**What is expected:**
For the data below, give again exactly the lines from the one containing "x=222, y=147" through the one containing "x=137, y=98", both ends included, and no others.

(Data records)
━━━━
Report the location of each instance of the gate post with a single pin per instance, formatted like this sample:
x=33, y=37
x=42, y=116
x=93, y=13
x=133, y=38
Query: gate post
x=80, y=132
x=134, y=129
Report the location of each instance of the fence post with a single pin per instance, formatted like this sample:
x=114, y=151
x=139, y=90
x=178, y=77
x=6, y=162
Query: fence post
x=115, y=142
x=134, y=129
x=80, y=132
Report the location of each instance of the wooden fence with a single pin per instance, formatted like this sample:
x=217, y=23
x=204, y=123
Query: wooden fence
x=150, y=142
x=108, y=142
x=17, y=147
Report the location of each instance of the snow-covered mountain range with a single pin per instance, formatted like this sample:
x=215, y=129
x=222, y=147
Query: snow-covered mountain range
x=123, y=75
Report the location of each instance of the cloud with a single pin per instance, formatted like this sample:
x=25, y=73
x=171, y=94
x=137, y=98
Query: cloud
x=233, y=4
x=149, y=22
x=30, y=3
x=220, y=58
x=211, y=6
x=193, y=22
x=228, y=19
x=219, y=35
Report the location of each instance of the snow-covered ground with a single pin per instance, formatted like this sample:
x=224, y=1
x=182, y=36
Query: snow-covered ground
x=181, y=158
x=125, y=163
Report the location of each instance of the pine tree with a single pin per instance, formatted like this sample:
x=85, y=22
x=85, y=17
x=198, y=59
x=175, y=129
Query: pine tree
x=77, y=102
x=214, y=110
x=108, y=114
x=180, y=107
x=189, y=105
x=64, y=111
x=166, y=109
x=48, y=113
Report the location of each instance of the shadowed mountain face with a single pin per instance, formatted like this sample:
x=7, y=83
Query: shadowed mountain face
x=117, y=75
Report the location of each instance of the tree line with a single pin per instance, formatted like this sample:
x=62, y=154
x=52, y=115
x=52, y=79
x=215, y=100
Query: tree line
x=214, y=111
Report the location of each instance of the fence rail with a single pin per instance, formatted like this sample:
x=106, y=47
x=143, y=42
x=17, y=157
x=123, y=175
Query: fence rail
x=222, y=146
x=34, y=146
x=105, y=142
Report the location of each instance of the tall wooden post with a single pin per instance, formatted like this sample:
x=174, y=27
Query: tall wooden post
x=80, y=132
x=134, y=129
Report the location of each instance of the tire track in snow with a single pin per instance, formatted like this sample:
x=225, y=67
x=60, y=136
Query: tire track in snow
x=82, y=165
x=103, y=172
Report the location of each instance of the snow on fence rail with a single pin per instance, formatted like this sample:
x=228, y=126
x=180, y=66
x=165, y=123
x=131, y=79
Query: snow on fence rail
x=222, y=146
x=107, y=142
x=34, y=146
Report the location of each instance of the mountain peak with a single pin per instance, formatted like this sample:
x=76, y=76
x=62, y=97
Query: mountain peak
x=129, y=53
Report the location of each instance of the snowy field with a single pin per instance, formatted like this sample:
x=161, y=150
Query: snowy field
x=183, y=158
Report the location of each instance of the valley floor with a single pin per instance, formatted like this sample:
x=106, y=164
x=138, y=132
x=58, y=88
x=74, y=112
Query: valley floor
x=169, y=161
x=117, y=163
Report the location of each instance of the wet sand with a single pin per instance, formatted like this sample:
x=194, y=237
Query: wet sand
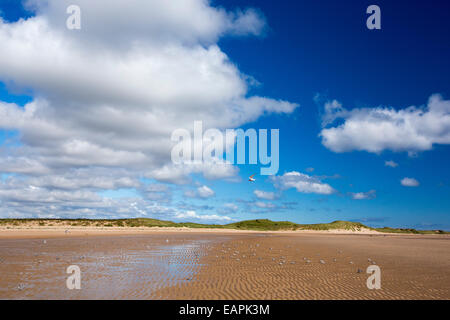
x=224, y=265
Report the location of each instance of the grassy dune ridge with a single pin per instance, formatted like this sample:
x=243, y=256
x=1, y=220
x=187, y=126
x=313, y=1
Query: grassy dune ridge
x=258, y=225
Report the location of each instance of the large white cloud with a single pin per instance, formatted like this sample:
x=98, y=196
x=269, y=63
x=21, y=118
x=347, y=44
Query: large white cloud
x=301, y=182
x=412, y=129
x=106, y=98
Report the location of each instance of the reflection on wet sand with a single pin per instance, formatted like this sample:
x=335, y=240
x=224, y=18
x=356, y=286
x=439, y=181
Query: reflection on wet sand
x=119, y=267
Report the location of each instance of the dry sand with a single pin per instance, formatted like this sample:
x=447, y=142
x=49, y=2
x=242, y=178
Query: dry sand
x=218, y=264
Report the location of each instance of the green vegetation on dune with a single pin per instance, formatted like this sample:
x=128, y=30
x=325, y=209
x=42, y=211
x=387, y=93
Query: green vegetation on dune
x=257, y=225
x=343, y=225
x=263, y=225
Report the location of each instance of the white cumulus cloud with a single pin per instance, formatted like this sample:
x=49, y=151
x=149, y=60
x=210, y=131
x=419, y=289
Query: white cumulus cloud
x=302, y=183
x=412, y=129
x=409, y=182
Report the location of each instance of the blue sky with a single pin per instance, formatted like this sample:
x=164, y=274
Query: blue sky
x=307, y=53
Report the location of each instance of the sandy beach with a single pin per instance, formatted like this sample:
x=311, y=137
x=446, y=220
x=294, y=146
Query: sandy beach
x=215, y=264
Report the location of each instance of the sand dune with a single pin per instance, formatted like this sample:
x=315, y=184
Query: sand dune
x=224, y=265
━━━━
**The completed task:**
x=222, y=147
Query: snow-covered mountain range
x=123, y=75
Report the location of each instance of the cloud with a single pin per instance, formatted like this sample:
x=25, y=73
x=171, y=94
x=137, y=98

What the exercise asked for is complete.